» Consigna A
Resume en dos oraciones el texto sobre lo que ocurre de noche en los lugares concurridos de la ciudad.
» Consigna B
Sigue escribiendo el texto sobre lo que pasa de noche en la ciudad, a partir de su última oración.

» Fragmento proporcionado
####

Para ser honesto: yo, como muchos otros, me despreocupaba demasiado por lo que ocurre por la noche en los lugares más concurridos de la ciudad… durante el día. No quiero referir a lo que sucede con sus trabajadores, la limpieza o el desorden que sigue a un día de labores, sino algo más: eso que no siempre se ve con un vistazo, o que se asoma por el rabillo del ojo, eso que se cruza con la mirada por un corto instante, previo a desaparecer. ¿Qué pasa cuando se apaga la luz? Averigüé un poco al respecto.

Tras relatar la historia de Caminarte, conversé un rato más con su fundador. Hasta entonces, no tenía idea de que en la antigua Valencia se fusilaron fiestas en las esquinas, que Aguirre azotó brutalmente la tranquilidad del pueblo y que diversas apariciones se presenciaron en La Quinta Isabela. Pero la historia más fascinante, que atisbé desde hacía un tiempo, fue la de una monja que deambula los rincones del Teatro Municipal de Valencia.

####

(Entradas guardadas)
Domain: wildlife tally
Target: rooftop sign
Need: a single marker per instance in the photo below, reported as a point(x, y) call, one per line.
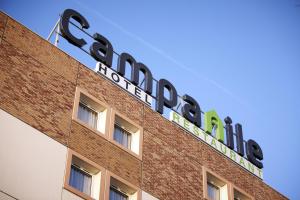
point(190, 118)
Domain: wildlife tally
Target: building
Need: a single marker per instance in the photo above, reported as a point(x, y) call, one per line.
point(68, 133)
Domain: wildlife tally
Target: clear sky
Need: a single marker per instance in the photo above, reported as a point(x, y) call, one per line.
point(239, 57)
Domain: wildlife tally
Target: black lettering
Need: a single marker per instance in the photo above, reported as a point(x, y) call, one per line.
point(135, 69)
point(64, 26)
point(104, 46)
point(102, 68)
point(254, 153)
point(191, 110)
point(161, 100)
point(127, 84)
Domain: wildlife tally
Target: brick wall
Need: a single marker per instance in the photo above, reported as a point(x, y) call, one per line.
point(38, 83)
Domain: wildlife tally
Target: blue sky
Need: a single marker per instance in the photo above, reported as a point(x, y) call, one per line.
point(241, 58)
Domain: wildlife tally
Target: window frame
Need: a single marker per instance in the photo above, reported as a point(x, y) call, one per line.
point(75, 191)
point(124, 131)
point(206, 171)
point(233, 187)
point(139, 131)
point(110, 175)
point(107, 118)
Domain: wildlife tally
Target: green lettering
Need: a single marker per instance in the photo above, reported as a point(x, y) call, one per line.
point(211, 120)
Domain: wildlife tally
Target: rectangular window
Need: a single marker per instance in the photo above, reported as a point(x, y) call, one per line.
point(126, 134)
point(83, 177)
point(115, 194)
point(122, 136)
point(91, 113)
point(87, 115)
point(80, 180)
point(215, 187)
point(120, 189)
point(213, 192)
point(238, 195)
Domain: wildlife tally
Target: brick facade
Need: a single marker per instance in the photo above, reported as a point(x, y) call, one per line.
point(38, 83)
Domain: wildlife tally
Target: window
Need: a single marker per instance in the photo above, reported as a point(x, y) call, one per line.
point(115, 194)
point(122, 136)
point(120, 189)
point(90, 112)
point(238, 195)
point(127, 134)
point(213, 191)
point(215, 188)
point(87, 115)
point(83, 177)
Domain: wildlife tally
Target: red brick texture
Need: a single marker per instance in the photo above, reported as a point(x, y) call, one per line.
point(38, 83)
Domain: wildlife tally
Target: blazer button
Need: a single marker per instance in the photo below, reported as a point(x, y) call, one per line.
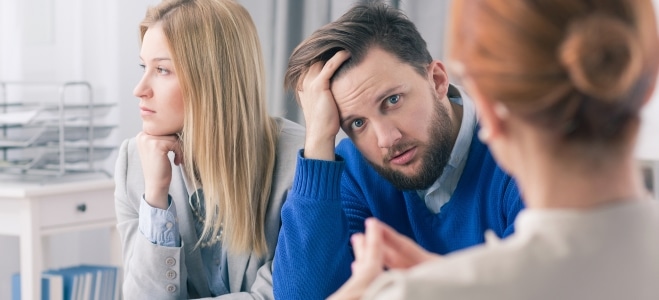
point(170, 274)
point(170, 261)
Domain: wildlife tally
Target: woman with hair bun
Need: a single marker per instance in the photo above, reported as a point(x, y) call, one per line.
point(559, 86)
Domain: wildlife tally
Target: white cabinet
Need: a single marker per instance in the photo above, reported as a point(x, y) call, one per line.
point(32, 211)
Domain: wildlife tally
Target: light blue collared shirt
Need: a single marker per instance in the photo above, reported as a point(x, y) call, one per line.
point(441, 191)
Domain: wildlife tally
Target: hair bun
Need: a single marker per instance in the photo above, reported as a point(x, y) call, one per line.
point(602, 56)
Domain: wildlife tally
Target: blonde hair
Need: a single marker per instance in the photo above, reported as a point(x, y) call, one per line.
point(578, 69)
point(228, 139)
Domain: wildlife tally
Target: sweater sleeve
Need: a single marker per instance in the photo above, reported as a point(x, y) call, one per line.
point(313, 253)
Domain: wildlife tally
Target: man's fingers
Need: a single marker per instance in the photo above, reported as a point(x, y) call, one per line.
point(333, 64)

####

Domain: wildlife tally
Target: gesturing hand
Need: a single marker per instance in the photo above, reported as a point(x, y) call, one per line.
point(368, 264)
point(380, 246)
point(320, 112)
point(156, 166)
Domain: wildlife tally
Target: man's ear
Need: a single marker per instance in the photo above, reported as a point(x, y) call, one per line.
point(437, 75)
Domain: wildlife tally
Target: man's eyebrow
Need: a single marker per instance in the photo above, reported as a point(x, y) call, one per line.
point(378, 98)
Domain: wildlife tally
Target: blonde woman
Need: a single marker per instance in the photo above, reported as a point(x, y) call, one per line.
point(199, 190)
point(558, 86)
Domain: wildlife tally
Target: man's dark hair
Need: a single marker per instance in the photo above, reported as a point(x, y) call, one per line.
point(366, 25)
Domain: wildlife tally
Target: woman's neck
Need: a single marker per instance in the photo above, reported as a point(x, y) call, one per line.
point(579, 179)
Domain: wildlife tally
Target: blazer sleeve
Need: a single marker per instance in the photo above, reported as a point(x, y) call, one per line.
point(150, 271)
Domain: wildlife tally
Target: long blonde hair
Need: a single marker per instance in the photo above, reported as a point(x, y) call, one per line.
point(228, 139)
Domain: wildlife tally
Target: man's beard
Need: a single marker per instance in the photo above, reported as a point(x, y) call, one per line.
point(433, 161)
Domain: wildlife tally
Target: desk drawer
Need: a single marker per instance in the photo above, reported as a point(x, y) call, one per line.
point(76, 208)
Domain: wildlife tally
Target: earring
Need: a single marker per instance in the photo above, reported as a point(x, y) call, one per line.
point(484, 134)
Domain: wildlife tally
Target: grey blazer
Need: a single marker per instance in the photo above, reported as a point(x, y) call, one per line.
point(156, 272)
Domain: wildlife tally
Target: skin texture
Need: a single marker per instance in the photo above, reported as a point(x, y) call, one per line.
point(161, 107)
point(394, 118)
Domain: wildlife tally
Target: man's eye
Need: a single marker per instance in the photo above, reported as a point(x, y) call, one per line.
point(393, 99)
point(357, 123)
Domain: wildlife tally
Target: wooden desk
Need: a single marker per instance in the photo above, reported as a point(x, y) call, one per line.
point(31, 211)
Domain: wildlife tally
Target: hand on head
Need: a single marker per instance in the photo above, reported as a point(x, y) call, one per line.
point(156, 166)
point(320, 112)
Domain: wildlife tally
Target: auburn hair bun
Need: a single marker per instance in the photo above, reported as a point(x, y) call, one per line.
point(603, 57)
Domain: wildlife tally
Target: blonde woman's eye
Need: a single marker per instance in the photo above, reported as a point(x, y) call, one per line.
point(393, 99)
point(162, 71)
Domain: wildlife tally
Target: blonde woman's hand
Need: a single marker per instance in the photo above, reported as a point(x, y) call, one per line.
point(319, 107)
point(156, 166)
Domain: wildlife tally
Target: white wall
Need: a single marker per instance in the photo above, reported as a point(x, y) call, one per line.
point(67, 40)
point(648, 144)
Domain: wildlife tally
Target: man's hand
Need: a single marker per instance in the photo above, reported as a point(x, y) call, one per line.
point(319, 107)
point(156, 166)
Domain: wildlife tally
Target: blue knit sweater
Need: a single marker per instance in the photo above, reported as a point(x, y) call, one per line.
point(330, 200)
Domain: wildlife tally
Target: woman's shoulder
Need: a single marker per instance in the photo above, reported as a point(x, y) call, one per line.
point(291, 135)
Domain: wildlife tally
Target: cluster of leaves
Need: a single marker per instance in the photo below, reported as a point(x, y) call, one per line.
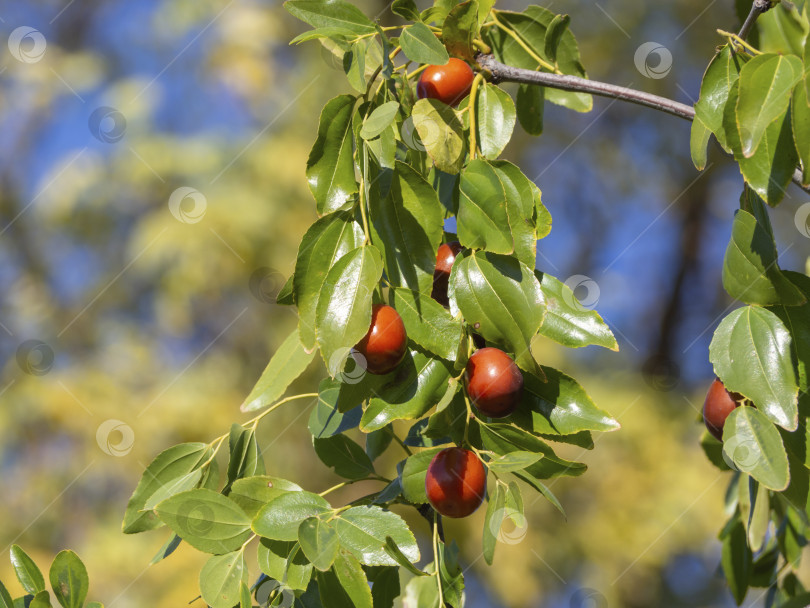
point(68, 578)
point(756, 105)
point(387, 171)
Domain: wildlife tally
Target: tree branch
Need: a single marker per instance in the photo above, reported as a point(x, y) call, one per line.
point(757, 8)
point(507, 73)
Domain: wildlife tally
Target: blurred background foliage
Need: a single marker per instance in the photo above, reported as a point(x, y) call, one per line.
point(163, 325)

####

» Respuesta A
Quien escribe admite que, como muchos otros, no se preocupaba por lo que ocurre de noche en los lugares más concurridos de la ciudad, y decide averiguar qué pasa cuando se apaga la luz. Tras conversar con el fundador de Caminarte, conoce historias de la antigua Valencia, como las apariciones en La Quinta Isabela y la de una monja que deambula por los rincones del Teatro Municipal de Valencia.

» Respuesta B
Cuando me colé aquel jueves de marzo, libre a mis andanzas, recuerdo mencionar que los espíritus matizan de cierta manera el lugar. Pero nunca imaginé ser oyente -pues no sé cuál habría sido mi reacción si me topase con ella- de semejante historia defendida con uñas y dientes por los trabajadores más antiguos del lugar. Parece que el espíritu de esta hermana vaga por cada pasillo de la orquesta apenas dejándose ver por alguien, con sus hábitos revoloteando al ritmo del suave viento, a paso aletargado e inquietante, más bien.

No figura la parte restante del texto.